[Pointing records]
.....

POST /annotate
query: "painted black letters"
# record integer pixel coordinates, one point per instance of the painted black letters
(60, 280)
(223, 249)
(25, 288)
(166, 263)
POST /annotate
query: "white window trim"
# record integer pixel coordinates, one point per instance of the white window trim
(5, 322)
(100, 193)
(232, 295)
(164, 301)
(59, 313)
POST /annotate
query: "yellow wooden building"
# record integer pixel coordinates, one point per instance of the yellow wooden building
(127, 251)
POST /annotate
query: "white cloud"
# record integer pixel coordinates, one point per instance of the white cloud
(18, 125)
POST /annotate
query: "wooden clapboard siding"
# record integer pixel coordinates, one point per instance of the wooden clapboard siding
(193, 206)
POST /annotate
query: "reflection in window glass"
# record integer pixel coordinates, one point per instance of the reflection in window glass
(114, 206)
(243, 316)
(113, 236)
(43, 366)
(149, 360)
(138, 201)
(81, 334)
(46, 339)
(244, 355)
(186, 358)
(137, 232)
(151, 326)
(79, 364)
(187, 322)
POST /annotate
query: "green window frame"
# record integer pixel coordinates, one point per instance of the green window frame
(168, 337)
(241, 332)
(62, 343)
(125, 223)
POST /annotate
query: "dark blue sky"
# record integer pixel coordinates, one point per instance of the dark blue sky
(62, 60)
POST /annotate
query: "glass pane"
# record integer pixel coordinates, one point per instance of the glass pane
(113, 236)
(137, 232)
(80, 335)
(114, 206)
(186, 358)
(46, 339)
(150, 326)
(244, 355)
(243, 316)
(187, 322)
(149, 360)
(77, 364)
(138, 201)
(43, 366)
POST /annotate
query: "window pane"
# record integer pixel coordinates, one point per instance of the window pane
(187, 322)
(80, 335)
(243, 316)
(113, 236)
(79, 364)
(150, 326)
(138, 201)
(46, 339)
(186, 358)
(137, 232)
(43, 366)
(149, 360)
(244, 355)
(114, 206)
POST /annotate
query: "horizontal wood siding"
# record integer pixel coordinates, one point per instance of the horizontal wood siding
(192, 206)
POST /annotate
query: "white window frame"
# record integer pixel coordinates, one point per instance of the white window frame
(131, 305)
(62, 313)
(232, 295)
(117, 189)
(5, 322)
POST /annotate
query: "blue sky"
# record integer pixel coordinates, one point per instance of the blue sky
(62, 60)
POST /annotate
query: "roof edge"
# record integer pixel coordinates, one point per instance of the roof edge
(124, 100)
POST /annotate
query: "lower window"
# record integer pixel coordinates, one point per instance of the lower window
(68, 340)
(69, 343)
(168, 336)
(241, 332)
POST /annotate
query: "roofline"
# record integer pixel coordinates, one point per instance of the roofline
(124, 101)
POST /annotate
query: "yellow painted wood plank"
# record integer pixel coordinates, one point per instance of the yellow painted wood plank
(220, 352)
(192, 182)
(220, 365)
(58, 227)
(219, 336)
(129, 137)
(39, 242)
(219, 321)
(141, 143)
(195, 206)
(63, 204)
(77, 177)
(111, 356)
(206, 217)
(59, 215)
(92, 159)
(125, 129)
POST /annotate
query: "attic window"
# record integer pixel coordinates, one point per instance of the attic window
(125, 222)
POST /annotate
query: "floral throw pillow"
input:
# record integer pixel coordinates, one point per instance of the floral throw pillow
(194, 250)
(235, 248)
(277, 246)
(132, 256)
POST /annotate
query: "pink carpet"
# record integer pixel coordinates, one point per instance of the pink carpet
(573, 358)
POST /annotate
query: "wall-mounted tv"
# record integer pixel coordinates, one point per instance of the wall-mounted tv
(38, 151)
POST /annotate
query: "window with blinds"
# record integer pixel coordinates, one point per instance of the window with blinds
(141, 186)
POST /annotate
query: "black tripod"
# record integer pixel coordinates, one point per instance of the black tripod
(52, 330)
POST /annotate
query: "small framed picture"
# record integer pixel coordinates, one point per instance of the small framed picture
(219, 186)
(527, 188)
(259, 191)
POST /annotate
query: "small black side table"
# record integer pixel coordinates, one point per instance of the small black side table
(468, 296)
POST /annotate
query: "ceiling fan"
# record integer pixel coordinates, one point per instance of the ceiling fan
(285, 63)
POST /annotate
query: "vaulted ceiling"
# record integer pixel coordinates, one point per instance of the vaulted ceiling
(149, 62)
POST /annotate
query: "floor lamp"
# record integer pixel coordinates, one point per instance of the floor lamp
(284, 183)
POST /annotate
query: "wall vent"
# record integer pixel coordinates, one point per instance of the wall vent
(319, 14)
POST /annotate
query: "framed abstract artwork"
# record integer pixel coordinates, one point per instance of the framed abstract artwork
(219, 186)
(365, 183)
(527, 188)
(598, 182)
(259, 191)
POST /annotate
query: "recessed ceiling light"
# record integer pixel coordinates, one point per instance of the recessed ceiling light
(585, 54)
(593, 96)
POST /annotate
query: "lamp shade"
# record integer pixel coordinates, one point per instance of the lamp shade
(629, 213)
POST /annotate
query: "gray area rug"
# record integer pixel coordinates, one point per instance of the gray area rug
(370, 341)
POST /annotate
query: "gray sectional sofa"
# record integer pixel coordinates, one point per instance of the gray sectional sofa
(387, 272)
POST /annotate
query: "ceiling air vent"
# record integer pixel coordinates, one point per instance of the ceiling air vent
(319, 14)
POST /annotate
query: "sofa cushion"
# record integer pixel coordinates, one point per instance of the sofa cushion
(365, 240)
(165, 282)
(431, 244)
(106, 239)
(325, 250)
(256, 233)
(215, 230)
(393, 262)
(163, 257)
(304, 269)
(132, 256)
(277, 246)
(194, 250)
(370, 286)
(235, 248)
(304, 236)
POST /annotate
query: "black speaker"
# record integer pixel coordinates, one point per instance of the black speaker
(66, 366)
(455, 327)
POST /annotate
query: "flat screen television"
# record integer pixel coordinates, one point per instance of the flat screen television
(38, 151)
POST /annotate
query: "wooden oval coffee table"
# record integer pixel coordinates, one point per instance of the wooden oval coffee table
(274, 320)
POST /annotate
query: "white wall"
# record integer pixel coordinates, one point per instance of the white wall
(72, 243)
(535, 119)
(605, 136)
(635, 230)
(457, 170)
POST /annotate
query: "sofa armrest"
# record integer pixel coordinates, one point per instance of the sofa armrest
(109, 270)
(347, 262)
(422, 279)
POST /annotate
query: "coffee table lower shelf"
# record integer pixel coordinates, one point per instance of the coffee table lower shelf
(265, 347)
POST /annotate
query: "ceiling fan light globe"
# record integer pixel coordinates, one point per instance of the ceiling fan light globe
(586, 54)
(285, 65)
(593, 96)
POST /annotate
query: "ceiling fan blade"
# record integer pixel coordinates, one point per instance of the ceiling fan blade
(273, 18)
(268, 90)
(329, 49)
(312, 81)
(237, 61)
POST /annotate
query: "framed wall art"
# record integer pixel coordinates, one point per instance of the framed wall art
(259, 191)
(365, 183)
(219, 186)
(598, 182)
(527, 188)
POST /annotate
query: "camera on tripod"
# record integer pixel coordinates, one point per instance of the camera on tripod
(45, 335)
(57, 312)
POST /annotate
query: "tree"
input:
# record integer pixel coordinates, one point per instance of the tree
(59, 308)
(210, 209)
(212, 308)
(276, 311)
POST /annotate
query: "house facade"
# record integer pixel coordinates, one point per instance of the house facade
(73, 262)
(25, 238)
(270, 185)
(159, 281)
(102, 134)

.....

> Stated goal
Print the listing above in its entirety, with every line exact.

> Exercise answer
POST /annotate
query: "painted black letters"
# record integer pixel coordinates, one point per instance of the painted black letters
(60, 280)
(223, 249)
(25, 288)
(166, 263)
POST /annotate
query: "white window trim"
# record integer pixel coordinates, one point per instance of the white window trim
(5, 322)
(100, 193)
(232, 295)
(164, 301)
(59, 313)
POST /annotate
query: "yellow wooden building"
# record integer pixel coordinates, one point per instance of the yellow wooden building
(127, 251)
POST /annotate
query: "white cloud"
# record integer pixel coordinates, one point per instance of the white cloud
(18, 125)
POST /annotate
query: "wooden clapboard siding"
# record integer pixel coordinates, one point per instance of the wooden clapboard siding
(193, 206)
POST /annotate
query: "reflection in window glass"
# record integer pixel coordinates, one point per instance of the reflection in window glass
(114, 206)
(243, 316)
(113, 236)
(43, 366)
(149, 360)
(138, 201)
(81, 334)
(46, 339)
(244, 355)
(186, 358)
(137, 232)
(151, 326)
(79, 364)
(187, 322)
POST /annotate
query: "green window frame"
# record integer pixel coordinates, one point per instance of the green window frame
(168, 337)
(241, 332)
(62, 343)
(125, 223)
POST /annotate
query: "dark blue sky"
# record integer pixel coordinates, one point per instance of the dark blue sky
(62, 60)
POST /annotate
query: "glass pane"
# record integer pixel coordinates, one point per instance of the glass pane
(113, 236)
(137, 232)
(80, 335)
(114, 206)
(186, 358)
(46, 339)
(150, 326)
(244, 355)
(243, 316)
(187, 322)
(149, 360)
(77, 364)
(138, 201)
(43, 366)
POST /annotate
query: "window pane"
# record integer pixel coordinates, one point per instance of the window pane
(187, 322)
(80, 335)
(243, 316)
(113, 236)
(79, 364)
(150, 326)
(138, 201)
(46, 339)
(186, 358)
(137, 232)
(43, 366)
(149, 360)
(244, 355)
(114, 206)
POST /annotate
query: "horizontal wood siding"
# record integer pixel coordinates, one point per instance of the horizontal wood siding
(192, 206)
POST /annotate
query: "white window frame"
# record integer pixel coordinates, one point per instance of the white window frame
(131, 305)
(62, 313)
(232, 295)
(117, 189)
(5, 322)
POST /annotate
query: "blue sky"
# record integer pixel coordinates, one point per instance of the blue sky
(62, 60)
POST /annotate
query: "roof edge"
# record integer pixel coordinates, one point per instance of the roof edge
(124, 100)
POST /annotate
query: "lower window"
# record integer pixel coordinates, one point per instance of the lower window
(68, 340)
(69, 343)
(168, 336)
(241, 332)
POST /annotate
query: "roofline"
# record integer pixel coordinates, one point per instance of the roofline
(124, 101)
POST /annotate
query: "yellow painted wood plank"
# record integer pixel coordinates, one point per instance of the yellow painted wood plank
(220, 352)
(192, 182)
(220, 365)
(58, 227)
(219, 336)
(129, 137)
(39, 242)
(219, 321)
(141, 143)
(195, 206)
(63, 204)
(77, 177)
(111, 356)
(206, 217)
(59, 215)
(92, 159)
(125, 129)
POST /annotate
query: "attic window"
# record integer pixel coordinates, one point per instance of the attic window
(125, 222)
POST /annotate
query: "floral throw pillow"
input:
# record integer pixel coordinates, one point per instance of the floral throw pillow
(194, 250)
(235, 248)
(277, 246)
(132, 256)
POST /annotate
query: "pink carpet"
# record integer pixel coordinates, one point per instance of the pink carpet
(573, 358)
POST /annotate
query: "wall-mounted tv"
# record integer pixel coordinates, one point per instance of the wall-mounted tv
(38, 151)
POST /annotate
query: "window with blinds"
# record integer pixel coordinates, one point per instance of the window with blinds
(141, 186)
POST /annotate
query: "black tripod"
# record integer pixel coordinates, one point per instance of the black tripod
(52, 330)
POST /annotate
query: "small framed picture"
# record integer pixel coordinates, one point per instance of the small framed picture
(219, 186)
(527, 188)
(259, 191)
POST /annotate
query: "small black side table"
# record integer pixel coordinates, one point per instance of the small black side table
(468, 296)
POST /annotate
query: "ceiling fan"
# record integer pixel coordinates, one point per instance of the ceiling fan
(285, 63)
POST /annotate
query: "vaulted ceiling"
# record integer pixel coordinates, one point per instance of the vaulted ceiling
(149, 62)
POST /annotate
query: "floor lamp"
# record integer pixel coordinates, one point per instance of the floor lamp
(284, 183)
POST /annotate
query: "wall vent"
# record integer pixel coordinates, one point per instance of the wall vent
(319, 14)
POST /annotate
query: "framed abstract artwork"
# record integer pixel coordinates, one point per instance of the framed abstract artwork
(219, 186)
(365, 183)
(527, 188)
(598, 182)
(259, 191)
POST /annotate
query: "recessed ceiling light"
# record integer pixel coordinates, one point per instance of the recessed ceiling light
(585, 54)
(593, 96)
POST /annotate
query: "lamp shade"
# record integer pixel coordinates, one point per instance of the lamp shade
(629, 213)
POST /annotate
query: "gray area rug"
# record integer pixel coordinates, one point per instance of the gray area rug
(370, 341)
POST /annotate
query: "gray sectional sofa"
# record integer pixel coordinates, one point per instance of the gray sectional sofa
(387, 272)
POST /annotate
query: "ceiling air vent"
# record integer pixel coordinates, one point per instance of the ceiling air vent
(319, 14)
POST /annotate
query: "sofa cushion"
# record integer pixel coordinates, one point per instance of the sofa cushion
(365, 240)
(165, 282)
(431, 244)
(106, 239)
(325, 250)
(256, 233)
(215, 230)
(393, 262)
(163, 257)
(304, 269)
(132, 256)
(277, 246)
(194, 250)
(370, 286)
(235, 248)
(304, 236)
POST /annotate
query: "black speaker"
# record integer pixel coordinates, one point per instance of the black speaker
(66, 366)
(455, 327)
POST /annotate
query: "flat screen television"
# record integer pixel coordinates, one point per instance of the flat screen television
(38, 151)
POST /annotate
query: "wooden oval coffee table"
# record integer pixel coordinates, one point per instance of the wooden oval coffee table
(274, 320)
POST /annotate
query: "white wall"
# record integer pixel coordinates, one point per instance of the white wall
(72, 243)
(535, 119)
(605, 136)
(635, 230)
(457, 170)
POST /annotate
query: "sofa armrest"
# record integer pixel coordinates, one point per instance of the sofa armrest
(109, 270)
(347, 262)
(422, 279)
POST /annotate
query: "coffee table lower shelf"
# record integer pixel coordinates, one point per instance of the coffee table lower shelf
(265, 347)
POST /annotate
query: "ceiling fan light globe"
# record integer pixel coordinates, one point per instance of the ceiling fan light globe
(586, 54)
(285, 65)
(593, 96)
POST /annotate
query: "ceiling fan blade"
# record integer pixel coordinates, one point per instance of the ceiling fan blade
(273, 18)
(268, 90)
(329, 49)
(312, 81)
(237, 61)
POST /annotate
query: "framed wall art"
# record integer pixel coordinates, one point per instance of the framed wall art
(259, 191)
(365, 183)
(219, 186)
(598, 182)
(527, 188)
POST /annotate
query: "camera on tripod"
# record integer pixel coordinates, one point per instance of the camera on tripod
(45, 335)
(57, 312)
POST /annotate
query: "tree"
input:
# record integer pixel coordinates, one point per instance of the tree
(59, 308)
(210, 209)
(212, 308)
(276, 311)
POST /annotate
query: "house facade"
# record integer pixel coordinates, one point per instance of the house facade
(73, 262)
(25, 238)
(270, 185)
(159, 281)
(102, 134)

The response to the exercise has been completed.